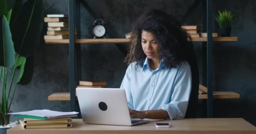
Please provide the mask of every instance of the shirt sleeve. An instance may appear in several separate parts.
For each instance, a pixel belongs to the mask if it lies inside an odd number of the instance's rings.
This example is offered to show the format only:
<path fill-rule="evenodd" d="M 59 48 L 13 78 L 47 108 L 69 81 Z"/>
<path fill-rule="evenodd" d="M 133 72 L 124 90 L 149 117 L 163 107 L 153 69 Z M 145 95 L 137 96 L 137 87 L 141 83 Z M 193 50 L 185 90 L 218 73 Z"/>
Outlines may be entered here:
<path fill-rule="evenodd" d="M 130 64 L 126 70 L 125 75 L 123 80 L 120 88 L 124 89 L 125 90 L 125 95 L 126 95 L 127 103 L 128 103 L 128 108 L 130 109 L 134 109 L 133 97 L 131 90 L 131 65 Z"/>
<path fill-rule="evenodd" d="M 192 86 L 190 67 L 187 62 L 179 67 L 171 92 L 171 102 L 161 108 L 166 111 L 170 119 L 184 118 L 188 105 Z"/>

==*==

- Aim: Reproduce the entry above word for word, leaving out the picture.

- Written reply:
Please provide the mask of every instance of the shirt sleeve. An instance may appear in several separate parts.
For each instance, a pixel belongs to the mask if it lies inside an odd number of the instance's rings.
This example is offered to show the format only:
<path fill-rule="evenodd" d="M 59 48 L 13 78 L 47 108 L 69 81 Z"/>
<path fill-rule="evenodd" d="M 133 72 L 124 90 L 149 117 L 163 107 L 153 69 Z M 145 95 L 137 96 L 137 87 L 141 83 Z M 193 50 L 185 90 L 218 73 Z"/>
Outlines may be entered here:
<path fill-rule="evenodd" d="M 130 64 L 126 70 L 125 75 L 123 80 L 120 88 L 124 89 L 125 90 L 125 95 L 126 95 L 127 103 L 128 103 L 128 108 L 130 109 L 134 109 L 133 97 L 131 90 L 131 65 Z"/>
<path fill-rule="evenodd" d="M 192 86 L 190 67 L 187 62 L 179 67 L 171 92 L 171 102 L 161 108 L 166 111 L 170 119 L 184 118 L 188 105 Z"/>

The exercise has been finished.